** Excerpted text **
Upstream libvirt would probably be Red Hat employees. :) It would not be disabled in the RHEL build, but note that Red Hat does disable a lot of features of QEMU in RHEL. About this:

> RH usually have a lot of not-upstream patches though (at least they do for the kernel, grub, and qemu, so I assume the same for libvirt) which complicates things a bit.

Most of the patches in kernel and QEMU are backports from upstream.

For QEMU there are 20-30 patches not-upstream patches and they're mostly configuration. For the kernel it's a bit more but not many, and Libvirt probably has even fewer.

We usually use "Open, P4" (0 is highest. 2 is standard) for unscheduled work.

Some people strongly dislike "open" for anything not being worked on or having plans to work on. And I've come to agree to that. You just do not want it showing up in backlogs at all.

I'm expect if it comes from one of their $X million support contracts their answer will be very different.

You’d like to think so but often even at that level you’re paying for it not to be your fault.

Now if your CTO golfs with an exec at IBM, you might get somewhere.

At Red Hat, this would usually mostly be a PM+dev+QE decision, not C level. If C level got involved, that meant massive customer impairment. There are simply too many open bugs to spend time on something that no customer is apparently interested in, but if a customer came along with a big burning problem and there was no way for them to architect around it, they'd usually fix something like this.

When I worked at Red Hat (virtualization-related, but not libvirt) we had a case where a customer would be running a configuration which was... unwise. We still spent a lot of time figuring out how to help them and shipped a patch that made their life easier.

The people working there are not evil, they don't intentionally not fix things, but a bug that is seen as a minor limitation and hasn't popped up in any customer case in 5+ years simply won't get fixed. There hundreds if not thousands of other bugs that are more urgent and only so many developers, QE engineers, docs people to work on this. Even if someone wrote a patch for it, it may not get merged due to how expensive Red Hats process for shipping a change is.

Ooo, I gotta start playing golf. That might be the way I can get some support for my Gmail account.

"If posting to Hacker News doesn't get your support query fixed, book 9 holes with the board members."

I really need to get off gmail as soon as possible.

Obvious solution is to get friendly with the package maintainer, find a security vulnerability in the anti-feature you need, lodge security bug, get a CVE, and ask real nicely an upgrade to include the feature^H^H^H^H^H^H^ fix you need.

On a serious note, I deal with bug fix / feature requests regularly in Z-Stream (kernel) in an almost weekly cadence, getting the patch upstream, getting the request to backport, making an adequate test of the feature.

Outline entries for pictures:
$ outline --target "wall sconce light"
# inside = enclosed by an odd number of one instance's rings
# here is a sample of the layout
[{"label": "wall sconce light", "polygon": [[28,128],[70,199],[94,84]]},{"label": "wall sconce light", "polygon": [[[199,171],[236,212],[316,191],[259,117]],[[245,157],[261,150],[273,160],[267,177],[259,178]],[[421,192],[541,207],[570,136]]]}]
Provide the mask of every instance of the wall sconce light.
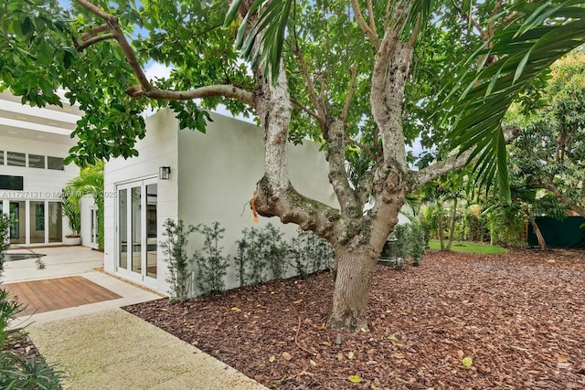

** What you are asked to do **
Can you quote the forum thread on Red Hat bug fixes word for word, starting with "I really need" and going on through "fix you need."? You won't need the listing.

** Solution to this exercise **
I really need to get off gmail as soon as possible.

Obvious solution is to get friendly with the package maintainer, find a security vulnerability in the anti-feature you need, lodge security bug, get a CVE, and ask real nicely an upgrade to include the feature^H^H^H^H^H^H^ fix you need.